→ **Your instructions**:
Could you retype the data below word for word, leaving the pictures out of your answer?

→ **Data entries**:
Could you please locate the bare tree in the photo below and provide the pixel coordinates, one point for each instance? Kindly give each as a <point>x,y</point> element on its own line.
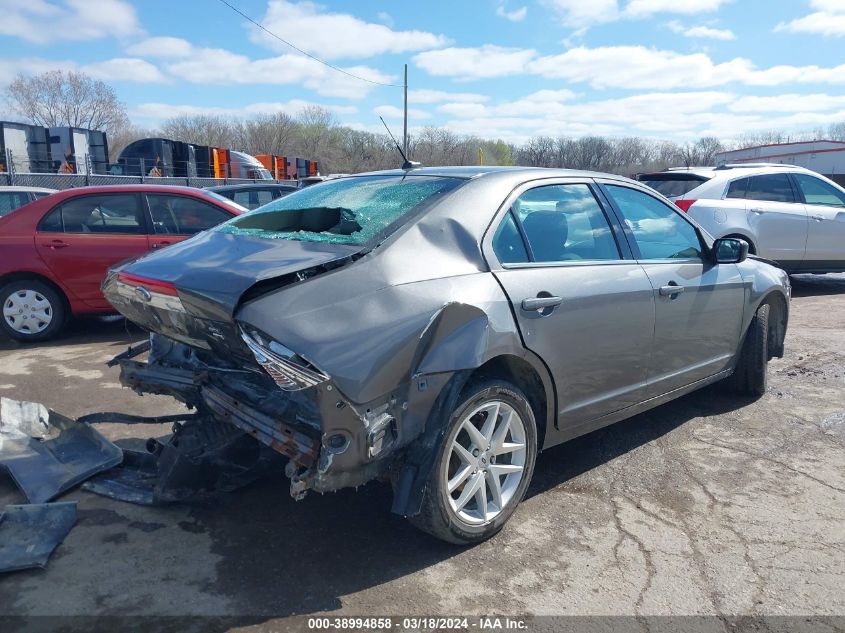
<point>266,134</point>
<point>58,99</point>
<point>202,129</point>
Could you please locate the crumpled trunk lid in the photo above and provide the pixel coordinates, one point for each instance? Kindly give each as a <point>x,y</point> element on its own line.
<point>191,290</point>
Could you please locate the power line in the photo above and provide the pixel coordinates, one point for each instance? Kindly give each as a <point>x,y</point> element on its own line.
<point>296,48</point>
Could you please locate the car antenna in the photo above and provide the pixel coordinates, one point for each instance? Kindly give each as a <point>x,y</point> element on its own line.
<point>408,164</point>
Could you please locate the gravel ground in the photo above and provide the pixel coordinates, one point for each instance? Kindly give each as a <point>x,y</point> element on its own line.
<point>708,505</point>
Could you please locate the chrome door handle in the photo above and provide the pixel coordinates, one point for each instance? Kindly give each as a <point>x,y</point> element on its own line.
<point>668,291</point>
<point>539,304</point>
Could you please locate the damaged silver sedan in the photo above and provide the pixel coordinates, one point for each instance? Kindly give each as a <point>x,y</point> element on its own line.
<point>438,327</point>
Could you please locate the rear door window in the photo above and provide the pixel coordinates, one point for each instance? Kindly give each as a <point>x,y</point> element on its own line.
<point>508,244</point>
<point>182,215</point>
<point>658,229</point>
<point>355,210</point>
<point>770,188</point>
<point>253,198</point>
<point>11,200</point>
<point>737,188</point>
<point>563,223</point>
<point>817,191</point>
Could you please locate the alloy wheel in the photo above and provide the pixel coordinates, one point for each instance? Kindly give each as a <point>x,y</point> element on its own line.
<point>27,311</point>
<point>486,462</point>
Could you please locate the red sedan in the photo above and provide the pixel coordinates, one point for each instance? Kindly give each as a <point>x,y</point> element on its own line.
<point>54,252</point>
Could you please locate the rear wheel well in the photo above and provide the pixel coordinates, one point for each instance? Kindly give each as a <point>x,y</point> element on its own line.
<point>20,276</point>
<point>752,249</point>
<point>777,323</point>
<point>519,372</point>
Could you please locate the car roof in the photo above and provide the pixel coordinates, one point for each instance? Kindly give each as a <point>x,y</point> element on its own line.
<point>731,171</point>
<point>192,191</point>
<point>250,185</point>
<point>495,172</point>
<point>27,189</point>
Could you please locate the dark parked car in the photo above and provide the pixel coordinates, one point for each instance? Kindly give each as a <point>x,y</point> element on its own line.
<point>439,327</point>
<point>255,195</point>
<point>54,252</point>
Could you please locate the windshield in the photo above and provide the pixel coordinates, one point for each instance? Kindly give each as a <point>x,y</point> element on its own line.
<point>354,210</point>
<point>673,185</point>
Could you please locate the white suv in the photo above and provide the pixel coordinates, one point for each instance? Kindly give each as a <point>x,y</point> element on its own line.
<point>787,214</point>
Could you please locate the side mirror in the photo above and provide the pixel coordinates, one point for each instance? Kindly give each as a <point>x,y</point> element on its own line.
<point>729,250</point>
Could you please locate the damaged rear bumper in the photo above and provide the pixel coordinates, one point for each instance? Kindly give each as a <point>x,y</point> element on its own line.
<point>328,442</point>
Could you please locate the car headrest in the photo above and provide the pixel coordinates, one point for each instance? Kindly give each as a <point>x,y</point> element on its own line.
<point>547,232</point>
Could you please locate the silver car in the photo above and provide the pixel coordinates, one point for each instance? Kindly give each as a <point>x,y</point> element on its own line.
<point>787,214</point>
<point>438,327</point>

→ **Exercise result**:
Could you please locate the bare tree in the photo below and provide the pixel coordinates, one point for each instance? Kindly give each as a <point>x,y</point> element on its own line.
<point>266,134</point>
<point>58,99</point>
<point>202,129</point>
Could you please locate the crumpled trunk lid in the photo above and provide the pixel coordinates, one point for each instance? Kindly give each as a <point>x,y</point> element on its own line.
<point>191,290</point>
Could you please locate the power line in the photo above and provide the pixel coordinates, one point for each instance? Kindly give each as a <point>x,y</point> element on its own line.
<point>296,48</point>
Could you please locate the car antenna in the photo above and provide the pixel coordinates, one point for each instance? Kindly give each as a <point>x,y</point> element on its own line.
<point>408,164</point>
Could you please locate the gravel ground in the photo above and provide the pixel coordinates, one point for each instance? Kindly give each as a <point>x,y</point> element on its own line.
<point>708,505</point>
Could you please locate the chrome door handle in the photo above and provide the pixel coordinates, one point for each instance? Kindly give each as a <point>x,y</point> element on its own line.
<point>668,291</point>
<point>539,304</point>
Could you please locate the damaged silver sedan in the photo above and provide the pixel coordinates, one point for each instance? Kindly give each as a <point>x,y</point> element on its own line.
<point>438,327</point>
Could you please locate the rear door window in the photo above and provide the pixel coordinates, one point for each instance? Kindly give each as a <point>x,y</point> element on its own line.
<point>508,244</point>
<point>182,215</point>
<point>658,229</point>
<point>355,210</point>
<point>770,188</point>
<point>253,198</point>
<point>11,200</point>
<point>737,188</point>
<point>563,223</point>
<point>817,191</point>
Could you please locate the alloy wheel in the photo above and provide the pixel coordinates, one point for each instance? Kindly give each as a <point>x,y</point> element on its own line.
<point>27,311</point>
<point>486,462</point>
Could you please locate the red sedan in the photo above and provide the pixel coordinates, one point for each instance? Kindly give each as a <point>x,y</point> element on its own line.
<point>54,252</point>
Could you please locate the rear wheel well in the photo above and provide the pixel coordinates, one point for each instance? Kindly give each as a <point>x,y</point> element on its own line.
<point>20,276</point>
<point>752,249</point>
<point>777,323</point>
<point>519,372</point>
Could you please locate the car roof in the photo above and provide the pixel coordinates, one point for each instance? Kindly give each as a <point>x,y</point> element on its own line.
<point>731,171</point>
<point>192,191</point>
<point>250,185</point>
<point>495,172</point>
<point>27,189</point>
Could you please locate the dark parked car in the photo above and provide the pixel coordinates, one point for each instance? Kindly give each as a <point>x,y</point> element on its own line.
<point>439,327</point>
<point>255,195</point>
<point>54,252</point>
Could you please locate the windshield in the photo above and provide the pixel coordinates, one point for each instance? Kindly give each as a <point>x,y</point> element on its own line.
<point>354,210</point>
<point>673,185</point>
Could you please locate the white suv in the photo above and provide the pixel coordinates, one point for each instance? Kindly give each as a <point>x,y</point> element on its own line.
<point>787,214</point>
Could you please locate the side mirror in the photo above and provide the pixel coordinates, one point for each instance? Kindly give each as a <point>x,y</point> element on its own line.
<point>729,250</point>
Could you please locate the damaged rear bumper in the photo above and provide the pixel coordinates, one point for each instance? Kindly give each as a <point>x,y</point> element on its own line.
<point>328,442</point>
Could you please locate the car headrest in the photo above and provide the pixel coordinates, one point for each instance? Kindly give each as a <point>x,y</point> element on its own line.
<point>547,232</point>
Could you please locate the silver car in the photo above and provide the pixel coordinates, one point for each instance? Kindly give each as a <point>x,y</point> element on its own line.
<point>787,214</point>
<point>438,327</point>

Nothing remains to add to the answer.